**TASK TO COMPLETE**: Find every line of the records that contains the word "instance" and copy each one out. Case counts.
[Begin EXERCISE INPUTS]
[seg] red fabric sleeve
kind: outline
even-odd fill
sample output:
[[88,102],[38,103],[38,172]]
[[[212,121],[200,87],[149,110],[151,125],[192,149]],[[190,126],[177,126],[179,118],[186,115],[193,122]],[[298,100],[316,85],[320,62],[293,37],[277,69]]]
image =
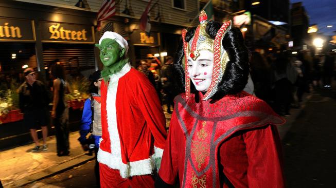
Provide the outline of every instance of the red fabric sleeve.
[[148,81],[138,85],[138,104],[154,139],[154,145],[163,149],[167,138],[166,117],[156,92]]
[[[158,171],[158,175],[161,179],[165,183],[170,185],[173,185],[175,183],[175,180],[178,176],[178,156],[180,155],[179,153],[183,152],[179,151],[177,148],[178,145],[176,144],[176,139],[183,139],[183,138],[176,136],[176,131],[180,130],[176,129],[178,128],[180,128],[175,112],[173,112],[170,121],[169,131],[165,149],[163,152],[161,167]],[[181,142],[179,141],[178,142],[183,145],[183,141],[181,141]]]
[[280,137],[275,125],[247,131],[246,144],[249,187],[284,187]]

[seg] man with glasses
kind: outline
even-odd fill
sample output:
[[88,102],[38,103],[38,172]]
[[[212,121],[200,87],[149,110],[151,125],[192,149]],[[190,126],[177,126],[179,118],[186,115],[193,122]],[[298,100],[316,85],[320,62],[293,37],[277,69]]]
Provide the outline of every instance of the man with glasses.
[[27,68],[23,71],[26,81],[18,89],[19,93],[20,107],[24,113],[24,123],[28,126],[30,135],[35,143],[35,147],[31,152],[38,152],[40,146],[36,132],[38,126],[42,129],[43,145],[42,151],[48,150],[46,144],[48,123],[49,98],[44,84],[36,80],[36,72],[32,68]]

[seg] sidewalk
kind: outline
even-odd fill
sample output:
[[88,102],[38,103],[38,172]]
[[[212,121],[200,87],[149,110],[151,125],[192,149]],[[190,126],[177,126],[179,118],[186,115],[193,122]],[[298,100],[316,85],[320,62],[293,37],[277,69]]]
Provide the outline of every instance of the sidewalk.
[[[310,97],[306,95],[302,106],[299,109],[291,109],[290,117],[284,118],[287,122],[278,126],[281,139],[292,123],[299,115]],[[165,112],[167,126],[169,126],[171,115]],[[17,187],[38,181],[46,177],[60,173],[74,166],[84,163],[94,159],[94,155],[84,155],[77,139],[78,131],[71,133],[69,137],[70,155],[58,157],[56,155],[56,138],[49,137],[47,143],[49,150],[46,152],[31,153],[30,151],[34,146],[33,143],[3,151],[0,155],[0,179],[4,187]]]
[[[171,115],[165,112],[167,126]],[[18,187],[46,177],[66,171],[94,159],[85,155],[77,139],[78,131],[69,135],[70,155],[58,157],[56,155],[56,139],[48,138],[49,149],[46,152],[30,152],[34,143],[2,151],[0,154],[0,180],[4,187]],[[42,141],[40,140],[42,145]]]

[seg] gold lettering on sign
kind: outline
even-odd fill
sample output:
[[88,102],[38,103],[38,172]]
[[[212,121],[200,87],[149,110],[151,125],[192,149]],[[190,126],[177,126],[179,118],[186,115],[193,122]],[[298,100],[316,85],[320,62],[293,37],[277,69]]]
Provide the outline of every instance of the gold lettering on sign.
[[140,41],[142,43],[153,44],[154,43],[154,37],[148,37],[145,33],[140,33]]
[[9,26],[9,23],[7,22],[5,23],[4,26],[0,26],[0,37],[6,37],[9,38],[21,38],[22,37],[21,35],[21,30],[19,27]]
[[51,33],[50,39],[73,40],[73,41],[87,41],[86,31],[83,29],[81,31],[72,31],[64,29],[63,27],[60,27],[60,24],[56,24],[49,27],[49,32]]

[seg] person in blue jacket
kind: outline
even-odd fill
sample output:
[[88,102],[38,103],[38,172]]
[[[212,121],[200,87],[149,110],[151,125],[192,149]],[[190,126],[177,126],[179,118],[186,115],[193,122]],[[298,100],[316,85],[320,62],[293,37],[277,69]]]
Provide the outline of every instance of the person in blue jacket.
[[[99,139],[101,137],[100,83],[102,78],[101,78],[100,75],[100,71],[97,70],[89,77],[91,82],[90,86],[91,97],[86,99],[84,104],[79,131],[80,137],[78,139],[84,151],[89,151],[89,154],[92,154],[93,151],[95,152],[96,158],[95,174],[97,183],[98,185],[99,184],[99,165],[97,159],[97,154],[99,148]],[[93,111],[93,119],[92,118]]]

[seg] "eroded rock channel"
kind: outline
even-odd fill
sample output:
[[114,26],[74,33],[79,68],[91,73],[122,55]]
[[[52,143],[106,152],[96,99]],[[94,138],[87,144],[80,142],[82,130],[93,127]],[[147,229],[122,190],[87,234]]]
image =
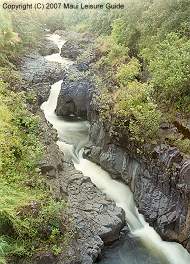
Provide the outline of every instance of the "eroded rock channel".
[[[35,89],[39,106],[43,103],[41,109],[44,114],[35,109],[40,112],[43,140],[47,146],[41,170],[47,176],[55,197],[67,199],[77,234],[59,258],[41,256],[36,262],[94,263],[101,259],[106,245],[122,238],[111,246],[111,250],[109,247],[105,251],[101,263],[189,263],[190,256],[181,245],[162,241],[145,222],[135,206],[130,188],[125,184],[134,191],[140,212],[147,215],[146,219],[153,225],[157,221],[156,229],[162,231],[163,228],[166,238],[170,234],[165,231],[165,226],[173,223],[170,208],[174,203],[177,201],[179,205],[179,221],[188,212],[188,208],[183,206],[183,197],[179,195],[175,200],[171,196],[169,199],[167,193],[157,190],[150,180],[151,171],[147,170],[146,162],[143,165],[142,161],[126,154],[122,148],[110,144],[104,126],[98,120],[97,105],[92,101],[94,85],[86,72],[96,54],[92,50],[83,62],[75,63],[77,56],[85,51],[88,36],[84,39],[80,36],[80,39],[73,34],[72,40],[66,38],[65,32],[49,36],[50,44],[45,45],[46,50],[43,49],[41,55],[34,53],[24,58],[21,67],[28,84],[26,89]],[[76,39],[80,43],[76,44]],[[89,123],[81,118],[90,122],[90,129]],[[85,156],[89,160],[83,158],[85,146]],[[154,171],[156,169],[153,167]],[[188,175],[186,170],[185,175]],[[143,180],[140,178],[142,175]],[[158,179],[155,181],[158,187]],[[180,186],[179,189],[182,188]],[[152,196],[154,201],[146,201],[147,192],[155,194]],[[170,203],[164,203],[164,197]],[[167,208],[161,208],[162,202]],[[166,225],[164,220],[159,220],[159,214],[165,217]],[[162,232],[159,233],[162,235]],[[171,239],[174,240],[175,236]],[[183,242],[178,238],[175,240]],[[188,238],[184,245],[189,247]]]

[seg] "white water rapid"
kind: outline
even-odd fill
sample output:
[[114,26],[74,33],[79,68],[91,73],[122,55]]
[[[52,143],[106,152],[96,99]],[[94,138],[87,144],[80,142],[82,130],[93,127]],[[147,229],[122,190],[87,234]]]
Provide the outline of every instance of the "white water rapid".
[[[64,40],[58,35],[51,35],[49,39],[53,40],[61,50]],[[57,61],[65,67],[72,64],[71,61],[63,59],[60,53],[46,56],[49,61]],[[117,206],[124,209],[126,221],[131,230],[133,237],[137,238],[144,247],[159,259],[160,264],[190,264],[189,253],[180,245],[174,242],[165,242],[156,231],[145,222],[142,215],[138,213],[133,200],[133,194],[128,186],[113,180],[111,176],[100,166],[83,158],[82,147],[88,142],[88,122],[85,121],[65,121],[57,117],[55,108],[62,81],[52,85],[51,93],[47,102],[43,103],[41,109],[45,113],[46,119],[53,125],[59,135],[57,144],[60,149],[73,159],[75,168],[83,173],[84,176],[90,177],[92,182],[109,198],[114,200]],[[79,151],[80,150],[80,151]],[[127,253],[126,253],[127,254]],[[128,255],[130,252],[128,253]],[[135,252],[134,252],[135,255]],[[146,264],[143,260],[138,262],[127,261],[121,257],[122,262],[126,264]],[[106,262],[107,263],[107,262]],[[110,262],[111,263],[111,262]],[[148,262],[150,264],[155,262]]]

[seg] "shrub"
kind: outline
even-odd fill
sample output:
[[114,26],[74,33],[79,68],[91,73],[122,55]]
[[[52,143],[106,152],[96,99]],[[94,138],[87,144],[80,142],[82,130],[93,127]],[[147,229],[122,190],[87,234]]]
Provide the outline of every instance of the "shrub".
[[114,112],[116,124],[128,125],[131,138],[151,141],[158,132],[161,114],[150,100],[151,87],[137,81],[117,92]]
[[151,51],[143,51],[151,82],[161,100],[176,102],[189,94],[190,40],[171,33]]
[[119,84],[127,86],[128,82],[135,80],[140,73],[140,67],[140,63],[136,58],[132,58],[126,65],[121,65],[116,74]]

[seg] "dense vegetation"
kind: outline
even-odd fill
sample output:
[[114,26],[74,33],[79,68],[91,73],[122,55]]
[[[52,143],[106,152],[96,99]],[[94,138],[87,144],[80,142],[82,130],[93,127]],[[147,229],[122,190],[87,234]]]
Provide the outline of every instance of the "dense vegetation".
[[[32,21],[32,23],[31,23]],[[0,263],[39,252],[62,252],[69,219],[55,201],[38,163],[44,155],[40,120],[27,105],[31,97],[17,60],[40,38],[40,19],[0,11]],[[32,34],[31,34],[32,32]]]
[[[97,36],[100,118],[113,135],[152,143],[163,121],[189,118],[190,1],[124,3],[124,11],[0,10],[0,263],[39,251],[58,254],[67,239],[65,203],[53,200],[36,169],[44,150],[39,120],[27,110],[27,94],[18,92],[17,60],[38,45],[44,24]],[[173,134],[168,141],[189,153],[189,138]]]
[[[162,122],[179,113],[189,118],[189,13],[188,0],[128,0],[124,11],[80,17],[77,28],[98,36],[101,117],[115,134],[130,131],[132,140],[155,142]],[[188,138],[168,140],[189,152]]]

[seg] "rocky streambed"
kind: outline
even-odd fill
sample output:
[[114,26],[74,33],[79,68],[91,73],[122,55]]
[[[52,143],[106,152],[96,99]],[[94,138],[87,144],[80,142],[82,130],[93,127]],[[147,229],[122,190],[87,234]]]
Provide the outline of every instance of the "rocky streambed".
[End EXERCISE INPUTS]
**RESPONSE**:
Provide the outline of every instance of the red fabric sleeve.
Provide the outline of every instance of the man with glasses.
Provide the outline of every instance of the sidewalk.
Provide the outline of every instance of the gold lettering on sign.
Provide the outline of every instance of the person in blue jacket.
Provide the outline of every instance of the "eroded rock channel".
Provide the outline of every instance of the "white water rapid".
Provide the outline of every instance of the "shrub".
Provide the outline of every instance of the "dense vegetation".
Provide the outline of every instance of the "rocky streambed".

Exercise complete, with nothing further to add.